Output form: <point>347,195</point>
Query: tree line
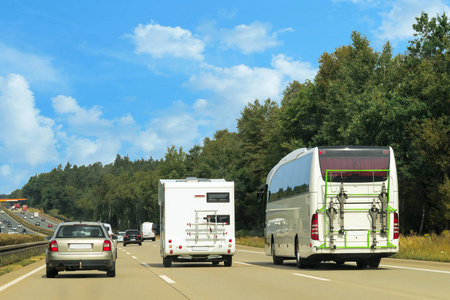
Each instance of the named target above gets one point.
<point>358,97</point>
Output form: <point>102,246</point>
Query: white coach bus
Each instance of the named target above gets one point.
<point>197,220</point>
<point>332,204</point>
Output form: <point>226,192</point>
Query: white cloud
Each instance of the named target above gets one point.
<point>36,69</point>
<point>164,41</point>
<point>81,120</point>
<point>253,38</point>
<point>25,135</point>
<point>397,24</point>
<point>250,38</point>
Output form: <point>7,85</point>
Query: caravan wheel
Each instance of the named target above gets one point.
<point>276,260</point>
<point>167,262</point>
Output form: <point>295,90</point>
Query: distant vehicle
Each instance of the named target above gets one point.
<point>197,220</point>
<point>80,246</point>
<point>120,236</point>
<point>332,204</point>
<point>148,231</point>
<point>108,229</point>
<point>132,236</point>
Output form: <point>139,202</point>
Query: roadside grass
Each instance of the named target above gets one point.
<point>20,264</point>
<point>431,247</point>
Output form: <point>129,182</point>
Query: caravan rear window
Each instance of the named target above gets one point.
<point>354,164</point>
<point>217,197</point>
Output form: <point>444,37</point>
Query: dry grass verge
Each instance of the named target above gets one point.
<point>431,247</point>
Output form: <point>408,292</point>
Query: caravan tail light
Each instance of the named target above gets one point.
<point>315,228</point>
<point>107,245</point>
<point>396,231</point>
<point>53,246</point>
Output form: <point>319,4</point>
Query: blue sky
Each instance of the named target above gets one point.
<point>83,81</point>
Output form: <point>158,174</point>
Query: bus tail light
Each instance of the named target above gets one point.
<point>396,230</point>
<point>315,227</point>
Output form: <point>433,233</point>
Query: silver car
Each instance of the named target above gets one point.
<point>80,246</point>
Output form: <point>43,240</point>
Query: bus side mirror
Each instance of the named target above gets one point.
<point>261,194</point>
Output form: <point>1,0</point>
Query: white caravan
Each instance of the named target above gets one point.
<point>332,204</point>
<point>147,229</point>
<point>197,220</point>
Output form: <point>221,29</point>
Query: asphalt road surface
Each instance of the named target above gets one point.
<point>141,275</point>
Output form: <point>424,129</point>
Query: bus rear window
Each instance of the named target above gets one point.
<point>354,164</point>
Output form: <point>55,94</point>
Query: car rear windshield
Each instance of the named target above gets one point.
<point>354,164</point>
<point>80,231</point>
<point>132,232</point>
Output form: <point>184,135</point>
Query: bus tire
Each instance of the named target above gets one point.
<point>300,262</point>
<point>374,263</point>
<point>276,260</point>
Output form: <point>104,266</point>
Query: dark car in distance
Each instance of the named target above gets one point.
<point>132,236</point>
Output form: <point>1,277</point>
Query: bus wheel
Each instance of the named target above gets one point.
<point>276,260</point>
<point>374,263</point>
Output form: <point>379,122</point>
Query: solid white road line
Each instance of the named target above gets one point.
<point>416,269</point>
<point>312,277</point>
<point>20,278</point>
<point>238,250</point>
<point>166,279</point>
<point>238,262</point>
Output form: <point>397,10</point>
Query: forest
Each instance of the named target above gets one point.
<point>358,97</point>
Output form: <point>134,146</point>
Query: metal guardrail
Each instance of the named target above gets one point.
<point>26,224</point>
<point>13,253</point>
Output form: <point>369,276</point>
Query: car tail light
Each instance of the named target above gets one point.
<point>53,246</point>
<point>314,228</point>
<point>396,231</point>
<point>107,245</point>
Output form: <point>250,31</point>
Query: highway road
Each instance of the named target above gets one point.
<point>141,275</point>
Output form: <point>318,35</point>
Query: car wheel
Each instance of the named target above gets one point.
<point>51,273</point>
<point>112,271</point>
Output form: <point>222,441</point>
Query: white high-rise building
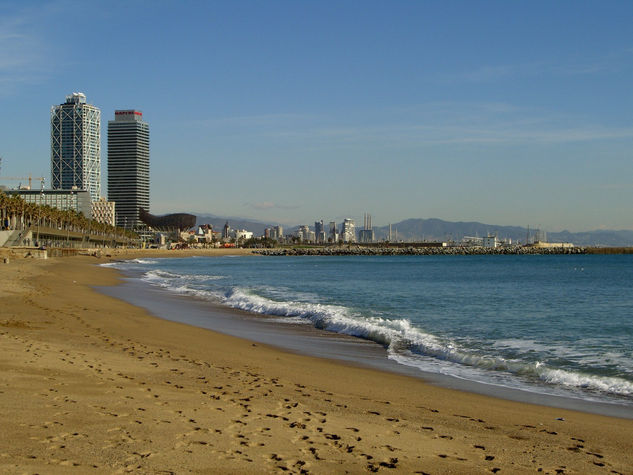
____________________
* **JOB**: Rewrite every one of the items above with "named target" changed to "named object" wherever it occurs, keeping everything else the same. Omit the pictures from your answer.

* **WORKED ANSWER**:
Output form: <point>347,195</point>
Query: tree line
Each instance of the named object above gets one point.
<point>358,97</point>
Output form: <point>102,246</point>
Query: white coach bus
Each instance of the named object above gets one point.
<point>197,220</point>
<point>332,204</point>
Output form: <point>226,192</point>
Query: white cloud
Each instance of the named object above gets one point.
<point>36,69</point>
<point>164,41</point>
<point>81,120</point>
<point>253,38</point>
<point>25,135</point>
<point>397,24</point>
<point>250,38</point>
Output form: <point>7,85</point>
Query: caravan wheel
Each instance of the named object above gets one point.
<point>276,260</point>
<point>167,262</point>
Output form: <point>295,90</point>
Query: distant vehicle
Each instance of the named object above gets one point.
<point>197,220</point>
<point>80,246</point>
<point>120,236</point>
<point>332,204</point>
<point>148,231</point>
<point>108,229</point>
<point>132,236</point>
Output form: <point>139,202</point>
Query: roadside grass
Each instance of the named object above gets one point.
<point>20,264</point>
<point>431,247</point>
Output form: <point>129,182</point>
Query: caravan rear window
Each instance of the named object above gets one point.
<point>354,164</point>
<point>217,197</point>
Output form: <point>444,37</point>
Query: dry grass verge
Each instance of the named object above gets one point.
<point>431,247</point>
Output form: <point>408,292</point>
Query: caravan tail light
Each instance of the named object above gets one point.
<point>315,228</point>
<point>107,245</point>
<point>396,231</point>
<point>53,246</point>
Output form: <point>319,4</point>
Query: blue sky
Each instance of the named object above gets one point.
<point>83,81</point>
Output form: <point>158,174</point>
Query: bus tail light
Each instance of the named object above gets one point.
<point>396,230</point>
<point>315,227</point>
Output form: <point>433,233</point>
Query: silver car
Each instance of the named object above gets one point.
<point>80,246</point>
Output form: <point>43,240</point>
Query: bus side mirror
Each instance of the named object above gets one point.
<point>261,194</point>
Output form: <point>1,0</point>
Query: white caravan
Each instance of the named object above gets one point.
<point>332,204</point>
<point>147,229</point>
<point>197,220</point>
Output form: <point>221,29</point>
Query: asphalt road surface
Each instance of the named object above gets one point.
<point>141,275</point>
Output form: <point>424,129</point>
Query: bus rear window
Each instance of the named object above gets one point.
<point>354,164</point>
Output form: <point>55,94</point>
Query: car rear windshield
Each instance of the named object above gets one point.
<point>354,164</point>
<point>80,231</point>
<point>132,232</point>
Output form: <point>184,135</point>
Query: bus tire
Each instance of the named object above gets one point.
<point>300,262</point>
<point>374,263</point>
<point>276,260</point>
Output form: <point>104,266</point>
Query: dark car in distance
Each instance of the named object above gets one point.
<point>132,236</point>
Output form: <point>1,277</point>
Query: bus wheel
Each instance of the named object above gets one point.
<point>276,260</point>
<point>374,263</point>
Output form: <point>379,122</point>
Query: solid white road line
Each instance of the named object above gets one point.
<point>416,269</point>
<point>312,277</point>
<point>20,278</point>
<point>238,250</point>
<point>166,279</point>
<point>238,262</point>
Output form: <point>397,10</point>
Query: forest
Each instance of the named object above gets one point.
<point>358,97</point>
Output form: <point>134,146</point>
Query: metal guardrail
Each instance of the named object above gets one point.
<point>26,224</point>
<point>13,253</point>
Output form: <point>369,276</point>
Query: car tail light
Each instance of the named object above gets one point.
<point>53,246</point>
<point>314,228</point>
<point>396,231</point>
<point>107,245</point>
Output form: <point>250,31</point>
Query: highway road
Each instance of the named object above gets one point.
<point>141,275</point>
Output form: <point>318,35</point>
Query: car wheel
Each instance of the named object above gets one point.
<point>51,273</point>
<point>112,271</point>
Output form: <point>222,441</point>
Query: white high-rise building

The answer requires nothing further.